*What you need to do*
Pick out every line in the entries below that contains the string "reflection", and copy each such line in full.

*Provided records*
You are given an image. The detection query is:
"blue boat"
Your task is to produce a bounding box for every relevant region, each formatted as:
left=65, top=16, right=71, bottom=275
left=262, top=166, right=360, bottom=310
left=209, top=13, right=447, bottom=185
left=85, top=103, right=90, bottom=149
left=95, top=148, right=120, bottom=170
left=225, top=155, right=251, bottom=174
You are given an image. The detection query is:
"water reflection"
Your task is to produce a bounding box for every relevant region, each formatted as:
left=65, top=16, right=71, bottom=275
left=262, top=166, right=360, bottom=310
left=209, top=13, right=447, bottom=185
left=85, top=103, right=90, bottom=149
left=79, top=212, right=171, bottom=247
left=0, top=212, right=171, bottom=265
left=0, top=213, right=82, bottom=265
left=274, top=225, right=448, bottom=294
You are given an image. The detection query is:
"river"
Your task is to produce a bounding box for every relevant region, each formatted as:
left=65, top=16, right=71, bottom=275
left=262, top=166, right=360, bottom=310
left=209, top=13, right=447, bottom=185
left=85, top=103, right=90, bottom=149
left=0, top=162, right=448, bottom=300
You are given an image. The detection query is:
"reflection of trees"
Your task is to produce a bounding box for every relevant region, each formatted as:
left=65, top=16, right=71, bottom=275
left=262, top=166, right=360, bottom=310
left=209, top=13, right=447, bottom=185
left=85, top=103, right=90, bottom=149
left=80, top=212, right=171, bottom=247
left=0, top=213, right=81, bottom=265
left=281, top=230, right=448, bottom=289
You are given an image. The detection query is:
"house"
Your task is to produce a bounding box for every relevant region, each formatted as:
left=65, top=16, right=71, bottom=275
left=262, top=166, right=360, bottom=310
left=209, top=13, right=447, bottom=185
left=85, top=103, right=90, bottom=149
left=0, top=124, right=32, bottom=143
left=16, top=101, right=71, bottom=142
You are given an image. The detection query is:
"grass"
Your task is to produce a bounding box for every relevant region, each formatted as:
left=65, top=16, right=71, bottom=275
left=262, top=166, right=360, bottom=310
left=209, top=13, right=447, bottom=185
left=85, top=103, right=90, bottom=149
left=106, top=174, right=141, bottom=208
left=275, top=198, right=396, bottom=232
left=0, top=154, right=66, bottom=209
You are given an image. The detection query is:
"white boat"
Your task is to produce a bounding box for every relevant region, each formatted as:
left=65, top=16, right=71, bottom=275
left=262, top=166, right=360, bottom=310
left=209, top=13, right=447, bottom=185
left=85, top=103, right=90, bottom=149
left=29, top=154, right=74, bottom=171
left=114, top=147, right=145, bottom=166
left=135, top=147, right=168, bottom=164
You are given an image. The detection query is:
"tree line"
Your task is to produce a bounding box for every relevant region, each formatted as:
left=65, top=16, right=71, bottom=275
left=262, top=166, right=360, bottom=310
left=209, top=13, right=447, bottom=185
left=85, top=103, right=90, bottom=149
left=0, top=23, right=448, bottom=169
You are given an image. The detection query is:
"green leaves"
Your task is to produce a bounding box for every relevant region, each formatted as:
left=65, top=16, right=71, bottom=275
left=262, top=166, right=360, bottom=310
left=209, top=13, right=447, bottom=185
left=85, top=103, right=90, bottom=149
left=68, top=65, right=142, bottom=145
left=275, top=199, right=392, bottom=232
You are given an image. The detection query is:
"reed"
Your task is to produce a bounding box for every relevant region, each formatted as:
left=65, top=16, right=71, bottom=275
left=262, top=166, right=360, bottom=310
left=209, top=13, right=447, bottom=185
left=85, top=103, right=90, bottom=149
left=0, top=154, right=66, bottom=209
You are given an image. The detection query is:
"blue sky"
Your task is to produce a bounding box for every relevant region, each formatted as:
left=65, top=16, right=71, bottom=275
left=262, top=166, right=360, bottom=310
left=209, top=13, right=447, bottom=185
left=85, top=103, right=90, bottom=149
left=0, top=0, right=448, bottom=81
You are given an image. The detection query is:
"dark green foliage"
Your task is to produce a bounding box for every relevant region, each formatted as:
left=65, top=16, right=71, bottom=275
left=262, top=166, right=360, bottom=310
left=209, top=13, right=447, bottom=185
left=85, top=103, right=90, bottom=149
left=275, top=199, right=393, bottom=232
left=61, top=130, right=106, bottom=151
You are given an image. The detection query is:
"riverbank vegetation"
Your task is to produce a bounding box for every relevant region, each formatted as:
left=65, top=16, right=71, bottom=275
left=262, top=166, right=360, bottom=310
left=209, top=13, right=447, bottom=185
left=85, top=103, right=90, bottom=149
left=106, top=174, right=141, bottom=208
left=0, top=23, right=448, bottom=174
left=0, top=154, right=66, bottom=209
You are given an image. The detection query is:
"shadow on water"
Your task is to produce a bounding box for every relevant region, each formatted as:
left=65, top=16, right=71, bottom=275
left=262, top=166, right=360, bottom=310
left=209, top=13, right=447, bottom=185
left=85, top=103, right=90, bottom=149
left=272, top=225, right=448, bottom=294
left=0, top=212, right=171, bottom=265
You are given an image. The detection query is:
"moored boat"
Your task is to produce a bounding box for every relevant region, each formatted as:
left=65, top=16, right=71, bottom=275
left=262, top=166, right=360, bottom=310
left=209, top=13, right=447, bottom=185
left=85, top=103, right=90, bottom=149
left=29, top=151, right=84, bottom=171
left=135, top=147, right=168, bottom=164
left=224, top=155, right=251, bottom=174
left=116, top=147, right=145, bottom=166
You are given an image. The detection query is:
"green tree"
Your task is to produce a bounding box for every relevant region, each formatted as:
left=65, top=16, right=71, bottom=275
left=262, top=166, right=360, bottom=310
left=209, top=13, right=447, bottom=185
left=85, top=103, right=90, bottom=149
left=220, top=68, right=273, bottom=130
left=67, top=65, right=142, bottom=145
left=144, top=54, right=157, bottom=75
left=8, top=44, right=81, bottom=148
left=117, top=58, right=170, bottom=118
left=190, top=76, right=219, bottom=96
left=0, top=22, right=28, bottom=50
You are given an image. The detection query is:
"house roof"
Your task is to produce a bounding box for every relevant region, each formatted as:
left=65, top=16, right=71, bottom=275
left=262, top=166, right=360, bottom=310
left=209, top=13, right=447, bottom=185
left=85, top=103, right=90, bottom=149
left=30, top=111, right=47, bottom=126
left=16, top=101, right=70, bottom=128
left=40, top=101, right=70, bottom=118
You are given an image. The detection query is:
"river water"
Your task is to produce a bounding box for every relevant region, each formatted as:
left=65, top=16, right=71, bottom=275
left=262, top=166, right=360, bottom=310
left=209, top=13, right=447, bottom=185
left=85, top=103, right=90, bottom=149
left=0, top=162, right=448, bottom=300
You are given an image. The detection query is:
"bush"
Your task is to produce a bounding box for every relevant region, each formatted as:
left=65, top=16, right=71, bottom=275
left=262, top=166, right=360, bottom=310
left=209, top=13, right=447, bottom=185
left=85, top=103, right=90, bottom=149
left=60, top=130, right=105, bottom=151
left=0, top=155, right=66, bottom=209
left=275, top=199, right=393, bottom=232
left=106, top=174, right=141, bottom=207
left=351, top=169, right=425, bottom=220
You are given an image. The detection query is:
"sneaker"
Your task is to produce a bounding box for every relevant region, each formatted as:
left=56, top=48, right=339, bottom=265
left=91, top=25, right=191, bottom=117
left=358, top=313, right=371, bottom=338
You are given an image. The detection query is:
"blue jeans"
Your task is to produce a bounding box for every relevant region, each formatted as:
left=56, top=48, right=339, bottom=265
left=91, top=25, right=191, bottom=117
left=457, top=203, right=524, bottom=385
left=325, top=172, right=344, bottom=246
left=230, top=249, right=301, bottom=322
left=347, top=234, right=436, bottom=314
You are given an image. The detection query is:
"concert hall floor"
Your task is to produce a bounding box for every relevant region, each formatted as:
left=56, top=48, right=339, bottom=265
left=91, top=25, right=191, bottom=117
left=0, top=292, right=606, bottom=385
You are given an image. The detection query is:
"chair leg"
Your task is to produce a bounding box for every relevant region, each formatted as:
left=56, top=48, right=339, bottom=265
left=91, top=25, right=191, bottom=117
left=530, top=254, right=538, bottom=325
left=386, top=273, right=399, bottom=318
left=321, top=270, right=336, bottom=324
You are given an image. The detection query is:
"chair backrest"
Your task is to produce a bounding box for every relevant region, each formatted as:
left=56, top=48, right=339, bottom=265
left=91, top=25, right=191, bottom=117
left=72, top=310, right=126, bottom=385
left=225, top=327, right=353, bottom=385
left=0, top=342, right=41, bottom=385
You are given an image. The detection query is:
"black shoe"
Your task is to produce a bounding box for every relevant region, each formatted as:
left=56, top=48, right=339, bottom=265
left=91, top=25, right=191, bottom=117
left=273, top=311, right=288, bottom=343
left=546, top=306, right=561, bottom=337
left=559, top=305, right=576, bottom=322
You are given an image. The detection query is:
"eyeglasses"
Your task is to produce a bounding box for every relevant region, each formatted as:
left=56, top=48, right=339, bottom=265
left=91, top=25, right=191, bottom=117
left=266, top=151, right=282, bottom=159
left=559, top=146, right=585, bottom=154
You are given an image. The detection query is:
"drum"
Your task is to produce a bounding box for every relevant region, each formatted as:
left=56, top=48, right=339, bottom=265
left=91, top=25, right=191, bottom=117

*Answer to this task*
"water reflection"
"reflection of trees"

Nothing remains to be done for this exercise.